Collect every line of the records that contains the string "item" and reproduce each of those lines in full.
%%
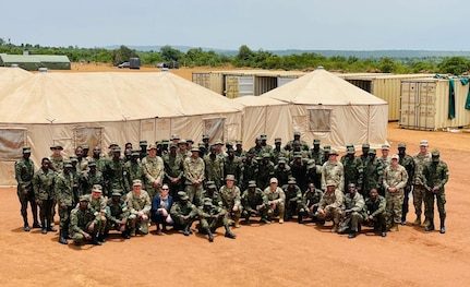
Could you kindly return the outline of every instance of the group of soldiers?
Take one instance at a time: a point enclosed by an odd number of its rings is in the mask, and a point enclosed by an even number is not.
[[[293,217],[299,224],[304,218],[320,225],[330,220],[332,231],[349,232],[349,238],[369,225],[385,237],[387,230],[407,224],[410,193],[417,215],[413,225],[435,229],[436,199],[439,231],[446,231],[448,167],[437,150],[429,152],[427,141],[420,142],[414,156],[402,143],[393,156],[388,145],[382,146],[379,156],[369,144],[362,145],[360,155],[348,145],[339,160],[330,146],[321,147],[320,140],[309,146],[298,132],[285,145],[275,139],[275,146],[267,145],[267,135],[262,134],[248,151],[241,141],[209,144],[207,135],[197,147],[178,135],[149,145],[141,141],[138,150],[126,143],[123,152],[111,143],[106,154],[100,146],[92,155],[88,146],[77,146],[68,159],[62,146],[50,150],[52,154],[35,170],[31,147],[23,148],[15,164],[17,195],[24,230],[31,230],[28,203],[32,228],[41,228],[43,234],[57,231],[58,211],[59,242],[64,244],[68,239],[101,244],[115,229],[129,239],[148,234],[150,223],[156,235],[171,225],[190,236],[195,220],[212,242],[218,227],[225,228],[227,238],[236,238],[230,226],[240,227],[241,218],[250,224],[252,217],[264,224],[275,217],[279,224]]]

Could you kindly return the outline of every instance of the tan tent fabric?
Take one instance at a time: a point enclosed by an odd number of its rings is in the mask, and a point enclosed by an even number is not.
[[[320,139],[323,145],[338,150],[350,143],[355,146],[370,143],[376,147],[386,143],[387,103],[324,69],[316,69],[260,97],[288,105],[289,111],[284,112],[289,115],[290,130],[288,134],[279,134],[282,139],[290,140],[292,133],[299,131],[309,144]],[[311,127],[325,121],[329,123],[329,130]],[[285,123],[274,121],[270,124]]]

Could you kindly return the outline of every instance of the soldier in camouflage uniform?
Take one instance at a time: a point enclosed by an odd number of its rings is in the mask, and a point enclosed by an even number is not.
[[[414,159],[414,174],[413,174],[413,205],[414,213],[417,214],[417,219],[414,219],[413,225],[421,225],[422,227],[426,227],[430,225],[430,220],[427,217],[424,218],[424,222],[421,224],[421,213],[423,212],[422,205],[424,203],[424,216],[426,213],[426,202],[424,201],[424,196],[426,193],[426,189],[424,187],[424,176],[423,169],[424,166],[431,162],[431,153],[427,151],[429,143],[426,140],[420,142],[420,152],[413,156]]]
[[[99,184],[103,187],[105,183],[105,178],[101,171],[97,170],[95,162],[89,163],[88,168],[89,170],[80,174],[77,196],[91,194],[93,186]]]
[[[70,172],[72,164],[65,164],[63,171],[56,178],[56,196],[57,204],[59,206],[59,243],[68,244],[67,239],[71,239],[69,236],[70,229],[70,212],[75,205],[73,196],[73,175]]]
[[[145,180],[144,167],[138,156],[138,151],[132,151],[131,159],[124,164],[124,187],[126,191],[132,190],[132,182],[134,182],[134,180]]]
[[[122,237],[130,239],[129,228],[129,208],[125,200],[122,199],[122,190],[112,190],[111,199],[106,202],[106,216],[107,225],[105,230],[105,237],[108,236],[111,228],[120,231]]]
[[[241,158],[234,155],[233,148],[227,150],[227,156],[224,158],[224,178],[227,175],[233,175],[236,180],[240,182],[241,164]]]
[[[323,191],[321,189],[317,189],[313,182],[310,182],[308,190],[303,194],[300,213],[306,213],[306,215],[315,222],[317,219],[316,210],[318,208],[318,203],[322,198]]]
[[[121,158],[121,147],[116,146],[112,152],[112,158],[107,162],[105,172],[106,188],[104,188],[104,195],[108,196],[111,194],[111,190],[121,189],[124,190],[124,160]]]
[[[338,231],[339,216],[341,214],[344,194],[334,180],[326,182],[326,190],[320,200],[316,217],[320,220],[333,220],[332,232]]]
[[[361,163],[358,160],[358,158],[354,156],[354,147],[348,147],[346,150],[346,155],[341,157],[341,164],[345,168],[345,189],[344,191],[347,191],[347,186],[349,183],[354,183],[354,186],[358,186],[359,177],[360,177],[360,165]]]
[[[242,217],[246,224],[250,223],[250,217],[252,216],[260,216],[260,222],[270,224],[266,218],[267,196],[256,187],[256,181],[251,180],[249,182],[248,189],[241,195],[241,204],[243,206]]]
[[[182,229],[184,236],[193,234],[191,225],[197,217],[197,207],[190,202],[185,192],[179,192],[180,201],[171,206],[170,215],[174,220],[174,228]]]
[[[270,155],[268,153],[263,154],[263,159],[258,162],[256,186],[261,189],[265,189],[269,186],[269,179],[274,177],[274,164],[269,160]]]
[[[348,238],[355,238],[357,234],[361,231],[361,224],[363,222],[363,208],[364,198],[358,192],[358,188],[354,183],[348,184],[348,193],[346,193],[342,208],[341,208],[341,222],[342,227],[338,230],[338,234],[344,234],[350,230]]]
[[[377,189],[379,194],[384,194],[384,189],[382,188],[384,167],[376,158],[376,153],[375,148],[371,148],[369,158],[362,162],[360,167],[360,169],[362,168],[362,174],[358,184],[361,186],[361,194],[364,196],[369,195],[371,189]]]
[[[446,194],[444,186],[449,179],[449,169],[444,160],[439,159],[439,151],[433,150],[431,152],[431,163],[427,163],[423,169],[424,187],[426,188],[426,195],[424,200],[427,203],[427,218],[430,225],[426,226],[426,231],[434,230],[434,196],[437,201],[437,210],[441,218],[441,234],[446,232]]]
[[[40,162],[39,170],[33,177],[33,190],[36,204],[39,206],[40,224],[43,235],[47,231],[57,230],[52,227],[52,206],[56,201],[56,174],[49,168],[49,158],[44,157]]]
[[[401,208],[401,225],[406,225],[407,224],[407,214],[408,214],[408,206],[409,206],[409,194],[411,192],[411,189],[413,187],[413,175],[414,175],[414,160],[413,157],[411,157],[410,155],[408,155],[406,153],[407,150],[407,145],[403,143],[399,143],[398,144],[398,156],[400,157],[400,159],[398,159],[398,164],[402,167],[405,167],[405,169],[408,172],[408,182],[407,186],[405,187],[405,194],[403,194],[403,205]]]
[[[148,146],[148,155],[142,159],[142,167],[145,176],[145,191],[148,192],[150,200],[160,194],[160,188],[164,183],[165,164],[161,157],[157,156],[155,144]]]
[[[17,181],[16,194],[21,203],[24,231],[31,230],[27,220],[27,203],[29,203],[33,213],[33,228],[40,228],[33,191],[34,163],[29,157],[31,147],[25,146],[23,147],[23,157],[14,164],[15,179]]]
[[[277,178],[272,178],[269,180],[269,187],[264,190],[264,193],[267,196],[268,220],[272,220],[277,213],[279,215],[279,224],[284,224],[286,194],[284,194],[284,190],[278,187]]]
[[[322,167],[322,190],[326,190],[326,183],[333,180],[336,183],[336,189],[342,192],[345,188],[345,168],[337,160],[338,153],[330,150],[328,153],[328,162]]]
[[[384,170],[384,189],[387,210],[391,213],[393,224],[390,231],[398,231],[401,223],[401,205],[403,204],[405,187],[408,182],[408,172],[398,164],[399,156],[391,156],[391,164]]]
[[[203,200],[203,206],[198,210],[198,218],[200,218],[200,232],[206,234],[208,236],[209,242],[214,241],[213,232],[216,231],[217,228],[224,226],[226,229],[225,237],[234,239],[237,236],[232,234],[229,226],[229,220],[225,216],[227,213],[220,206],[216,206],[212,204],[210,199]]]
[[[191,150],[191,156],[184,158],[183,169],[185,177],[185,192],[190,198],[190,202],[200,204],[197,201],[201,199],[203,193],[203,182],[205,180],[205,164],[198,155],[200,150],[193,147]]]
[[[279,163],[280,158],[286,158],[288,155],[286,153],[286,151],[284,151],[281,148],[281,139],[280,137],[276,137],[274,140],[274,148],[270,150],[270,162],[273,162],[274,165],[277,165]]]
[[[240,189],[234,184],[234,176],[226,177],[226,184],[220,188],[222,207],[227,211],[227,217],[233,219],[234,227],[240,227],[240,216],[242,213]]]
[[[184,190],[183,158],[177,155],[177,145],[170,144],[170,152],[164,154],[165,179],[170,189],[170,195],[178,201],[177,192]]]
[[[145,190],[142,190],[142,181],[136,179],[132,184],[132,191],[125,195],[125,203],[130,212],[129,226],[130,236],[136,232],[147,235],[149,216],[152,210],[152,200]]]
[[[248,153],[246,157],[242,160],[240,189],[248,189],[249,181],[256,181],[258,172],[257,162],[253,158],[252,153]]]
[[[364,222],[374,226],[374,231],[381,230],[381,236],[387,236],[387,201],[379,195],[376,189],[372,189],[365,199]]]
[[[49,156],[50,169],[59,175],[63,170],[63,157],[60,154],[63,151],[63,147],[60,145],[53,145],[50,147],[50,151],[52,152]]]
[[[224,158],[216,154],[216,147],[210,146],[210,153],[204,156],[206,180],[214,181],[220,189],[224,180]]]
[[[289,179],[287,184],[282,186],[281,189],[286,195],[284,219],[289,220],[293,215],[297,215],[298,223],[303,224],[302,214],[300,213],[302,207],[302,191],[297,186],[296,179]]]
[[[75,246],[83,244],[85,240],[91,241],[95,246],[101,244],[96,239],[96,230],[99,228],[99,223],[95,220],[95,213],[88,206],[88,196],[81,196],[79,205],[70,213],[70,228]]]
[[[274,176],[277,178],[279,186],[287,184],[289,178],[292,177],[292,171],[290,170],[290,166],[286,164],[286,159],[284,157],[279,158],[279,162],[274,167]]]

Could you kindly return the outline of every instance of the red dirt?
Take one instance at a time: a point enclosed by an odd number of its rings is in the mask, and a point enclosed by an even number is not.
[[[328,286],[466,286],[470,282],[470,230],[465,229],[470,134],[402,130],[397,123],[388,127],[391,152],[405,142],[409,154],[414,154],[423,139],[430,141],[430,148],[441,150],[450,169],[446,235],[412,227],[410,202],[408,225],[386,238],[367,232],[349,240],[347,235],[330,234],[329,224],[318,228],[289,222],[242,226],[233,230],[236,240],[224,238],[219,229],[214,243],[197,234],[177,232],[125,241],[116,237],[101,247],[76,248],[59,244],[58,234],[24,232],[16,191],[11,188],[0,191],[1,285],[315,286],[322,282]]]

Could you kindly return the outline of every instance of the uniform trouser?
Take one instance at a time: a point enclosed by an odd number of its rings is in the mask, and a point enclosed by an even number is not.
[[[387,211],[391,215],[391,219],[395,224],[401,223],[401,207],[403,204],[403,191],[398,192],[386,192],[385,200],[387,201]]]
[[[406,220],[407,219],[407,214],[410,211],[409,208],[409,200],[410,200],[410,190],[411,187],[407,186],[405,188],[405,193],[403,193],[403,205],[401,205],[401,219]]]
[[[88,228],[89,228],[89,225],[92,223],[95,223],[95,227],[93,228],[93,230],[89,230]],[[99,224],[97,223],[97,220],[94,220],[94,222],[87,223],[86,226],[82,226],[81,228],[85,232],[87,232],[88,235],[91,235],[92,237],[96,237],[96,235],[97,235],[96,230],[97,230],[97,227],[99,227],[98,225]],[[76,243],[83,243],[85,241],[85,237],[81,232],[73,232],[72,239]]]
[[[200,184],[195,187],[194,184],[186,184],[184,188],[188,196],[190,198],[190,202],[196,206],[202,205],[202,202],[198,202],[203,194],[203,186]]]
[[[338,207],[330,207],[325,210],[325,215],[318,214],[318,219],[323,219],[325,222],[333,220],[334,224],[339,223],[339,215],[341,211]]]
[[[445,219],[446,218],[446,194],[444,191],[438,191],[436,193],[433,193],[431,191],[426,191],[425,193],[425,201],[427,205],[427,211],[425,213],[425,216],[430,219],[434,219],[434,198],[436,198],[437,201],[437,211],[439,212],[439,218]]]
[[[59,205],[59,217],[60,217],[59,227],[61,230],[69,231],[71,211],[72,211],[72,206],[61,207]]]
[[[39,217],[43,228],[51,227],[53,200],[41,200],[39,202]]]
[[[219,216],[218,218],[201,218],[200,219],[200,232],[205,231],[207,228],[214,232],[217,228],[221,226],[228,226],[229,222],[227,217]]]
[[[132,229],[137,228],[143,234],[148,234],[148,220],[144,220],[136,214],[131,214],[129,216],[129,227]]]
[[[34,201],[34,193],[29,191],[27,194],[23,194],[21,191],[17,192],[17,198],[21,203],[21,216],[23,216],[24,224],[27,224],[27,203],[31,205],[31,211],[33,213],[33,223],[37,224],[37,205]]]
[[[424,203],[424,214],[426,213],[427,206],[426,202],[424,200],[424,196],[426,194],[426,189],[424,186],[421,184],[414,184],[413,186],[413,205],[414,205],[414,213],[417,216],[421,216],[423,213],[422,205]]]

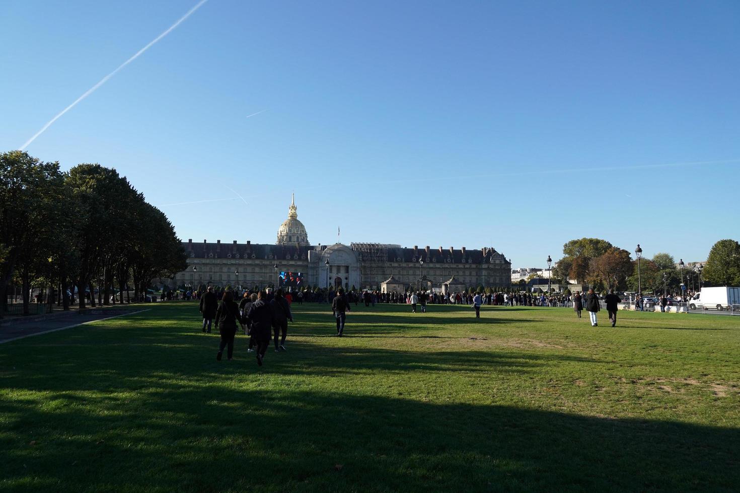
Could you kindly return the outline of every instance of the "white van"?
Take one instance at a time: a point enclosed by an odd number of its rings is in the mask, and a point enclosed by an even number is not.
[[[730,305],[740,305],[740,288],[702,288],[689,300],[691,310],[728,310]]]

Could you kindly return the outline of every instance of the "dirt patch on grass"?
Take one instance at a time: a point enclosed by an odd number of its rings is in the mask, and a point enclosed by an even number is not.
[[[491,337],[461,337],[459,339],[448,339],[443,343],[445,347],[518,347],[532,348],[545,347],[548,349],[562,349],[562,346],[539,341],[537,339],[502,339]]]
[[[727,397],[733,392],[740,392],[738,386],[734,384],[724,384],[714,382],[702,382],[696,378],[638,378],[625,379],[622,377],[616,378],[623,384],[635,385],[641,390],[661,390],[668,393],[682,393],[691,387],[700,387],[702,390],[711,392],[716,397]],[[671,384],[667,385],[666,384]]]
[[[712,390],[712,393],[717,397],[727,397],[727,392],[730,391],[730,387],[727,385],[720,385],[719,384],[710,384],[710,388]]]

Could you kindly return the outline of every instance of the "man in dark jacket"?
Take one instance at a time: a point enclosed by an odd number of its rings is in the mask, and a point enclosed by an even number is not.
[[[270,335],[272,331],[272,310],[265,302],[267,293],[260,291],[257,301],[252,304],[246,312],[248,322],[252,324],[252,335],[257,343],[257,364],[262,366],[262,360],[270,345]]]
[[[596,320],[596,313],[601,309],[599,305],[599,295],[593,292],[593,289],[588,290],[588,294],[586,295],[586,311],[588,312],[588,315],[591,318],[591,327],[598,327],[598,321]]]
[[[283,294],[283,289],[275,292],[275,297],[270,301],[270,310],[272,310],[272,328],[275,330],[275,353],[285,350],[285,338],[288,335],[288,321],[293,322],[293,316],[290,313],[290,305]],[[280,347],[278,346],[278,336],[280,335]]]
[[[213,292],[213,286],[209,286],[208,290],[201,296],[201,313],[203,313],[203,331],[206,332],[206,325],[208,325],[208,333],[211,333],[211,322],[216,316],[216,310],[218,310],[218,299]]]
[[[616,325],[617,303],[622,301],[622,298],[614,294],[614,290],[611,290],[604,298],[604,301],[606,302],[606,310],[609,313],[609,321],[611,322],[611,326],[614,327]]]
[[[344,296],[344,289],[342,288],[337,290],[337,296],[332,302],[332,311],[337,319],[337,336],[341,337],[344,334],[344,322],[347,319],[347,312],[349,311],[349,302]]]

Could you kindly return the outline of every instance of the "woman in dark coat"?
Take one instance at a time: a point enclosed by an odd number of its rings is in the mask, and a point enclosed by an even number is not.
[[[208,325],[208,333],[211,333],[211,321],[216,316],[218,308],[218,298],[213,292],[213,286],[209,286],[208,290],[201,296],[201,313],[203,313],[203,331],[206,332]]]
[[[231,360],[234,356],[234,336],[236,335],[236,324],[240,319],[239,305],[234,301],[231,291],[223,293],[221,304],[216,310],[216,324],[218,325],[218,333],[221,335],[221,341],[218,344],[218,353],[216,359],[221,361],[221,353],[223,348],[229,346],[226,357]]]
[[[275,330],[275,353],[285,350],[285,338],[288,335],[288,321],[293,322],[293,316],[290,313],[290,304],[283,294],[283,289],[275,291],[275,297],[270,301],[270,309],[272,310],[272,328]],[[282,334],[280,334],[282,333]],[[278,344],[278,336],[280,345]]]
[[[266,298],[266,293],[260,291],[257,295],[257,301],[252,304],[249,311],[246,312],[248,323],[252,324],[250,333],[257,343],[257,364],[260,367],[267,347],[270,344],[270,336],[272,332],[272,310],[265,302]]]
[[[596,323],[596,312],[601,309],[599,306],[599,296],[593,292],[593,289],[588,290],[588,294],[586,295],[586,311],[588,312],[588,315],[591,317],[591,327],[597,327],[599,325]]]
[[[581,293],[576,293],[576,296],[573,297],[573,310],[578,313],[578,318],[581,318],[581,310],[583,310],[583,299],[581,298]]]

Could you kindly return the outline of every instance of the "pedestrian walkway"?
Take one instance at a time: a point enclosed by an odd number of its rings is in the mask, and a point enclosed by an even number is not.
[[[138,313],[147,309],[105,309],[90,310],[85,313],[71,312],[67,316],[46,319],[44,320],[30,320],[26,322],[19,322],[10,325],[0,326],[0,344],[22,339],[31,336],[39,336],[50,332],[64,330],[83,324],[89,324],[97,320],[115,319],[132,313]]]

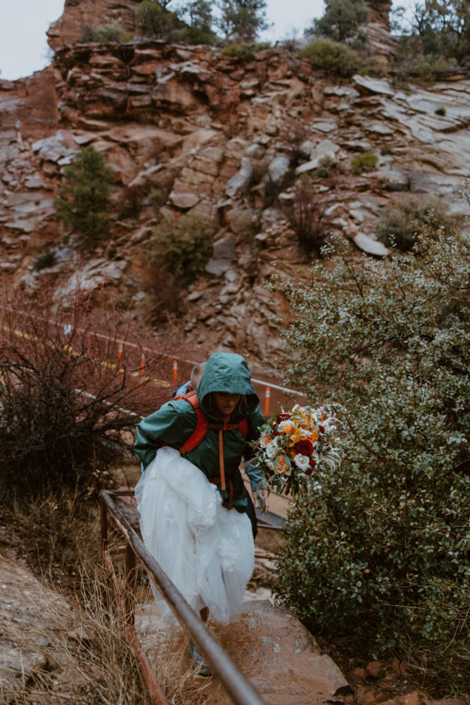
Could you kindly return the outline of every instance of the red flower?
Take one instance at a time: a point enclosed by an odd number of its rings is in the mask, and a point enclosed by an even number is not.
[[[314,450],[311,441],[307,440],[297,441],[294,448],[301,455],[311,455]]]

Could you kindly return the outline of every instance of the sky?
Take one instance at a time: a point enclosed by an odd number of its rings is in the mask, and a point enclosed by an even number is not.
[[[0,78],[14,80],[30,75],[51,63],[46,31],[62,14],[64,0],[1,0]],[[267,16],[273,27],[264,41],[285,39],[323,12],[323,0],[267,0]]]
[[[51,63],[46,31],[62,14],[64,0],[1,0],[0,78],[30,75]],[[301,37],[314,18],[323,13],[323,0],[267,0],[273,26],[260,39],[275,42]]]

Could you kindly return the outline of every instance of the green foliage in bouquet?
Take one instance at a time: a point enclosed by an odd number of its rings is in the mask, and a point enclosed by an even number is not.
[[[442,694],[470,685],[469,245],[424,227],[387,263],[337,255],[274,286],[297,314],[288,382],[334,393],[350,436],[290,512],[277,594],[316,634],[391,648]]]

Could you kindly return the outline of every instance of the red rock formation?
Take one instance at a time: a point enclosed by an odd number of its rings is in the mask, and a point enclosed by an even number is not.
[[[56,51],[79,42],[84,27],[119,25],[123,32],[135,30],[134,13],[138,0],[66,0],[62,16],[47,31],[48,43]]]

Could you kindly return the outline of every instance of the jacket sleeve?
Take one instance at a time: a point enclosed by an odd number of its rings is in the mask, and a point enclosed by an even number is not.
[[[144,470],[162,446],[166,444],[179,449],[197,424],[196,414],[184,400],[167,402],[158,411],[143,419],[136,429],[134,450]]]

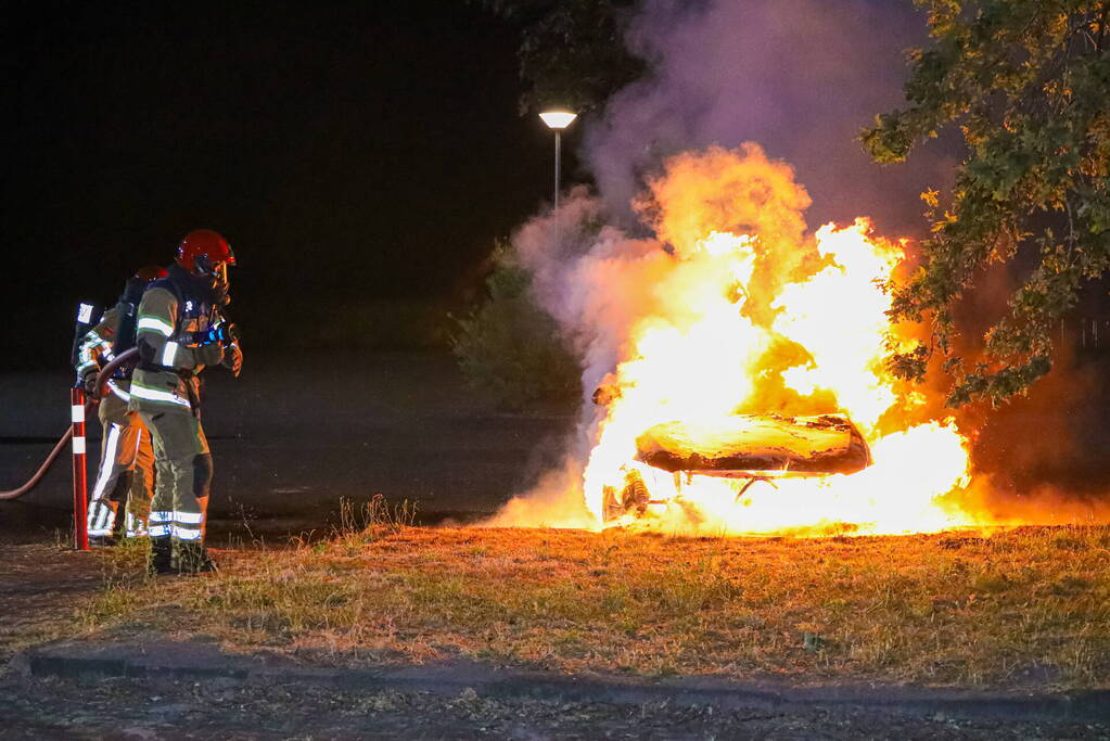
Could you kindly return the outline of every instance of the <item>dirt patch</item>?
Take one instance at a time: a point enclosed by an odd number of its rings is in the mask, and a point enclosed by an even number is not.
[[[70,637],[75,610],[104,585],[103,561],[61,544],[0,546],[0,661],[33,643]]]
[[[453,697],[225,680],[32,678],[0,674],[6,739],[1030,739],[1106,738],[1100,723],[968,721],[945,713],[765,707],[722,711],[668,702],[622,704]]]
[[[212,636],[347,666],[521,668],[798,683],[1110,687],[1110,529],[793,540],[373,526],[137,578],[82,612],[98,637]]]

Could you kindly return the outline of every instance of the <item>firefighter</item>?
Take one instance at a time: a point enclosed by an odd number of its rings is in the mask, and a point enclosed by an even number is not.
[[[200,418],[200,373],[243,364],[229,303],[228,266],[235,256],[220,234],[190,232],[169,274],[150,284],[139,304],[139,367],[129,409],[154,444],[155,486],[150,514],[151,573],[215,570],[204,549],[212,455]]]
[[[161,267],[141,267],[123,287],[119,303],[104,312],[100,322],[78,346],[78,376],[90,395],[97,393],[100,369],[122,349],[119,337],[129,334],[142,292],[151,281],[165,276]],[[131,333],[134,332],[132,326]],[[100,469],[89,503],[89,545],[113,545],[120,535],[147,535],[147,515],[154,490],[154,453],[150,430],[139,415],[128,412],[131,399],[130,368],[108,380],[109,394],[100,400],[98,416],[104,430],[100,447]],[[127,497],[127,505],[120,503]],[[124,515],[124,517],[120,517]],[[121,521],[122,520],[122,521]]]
%%
_Problem solution_:
Could you kindly return the outline of every instance of the <item>dirt patch</item>?
Could you kindly return the outline of every instance of the <item>firefighter</item>?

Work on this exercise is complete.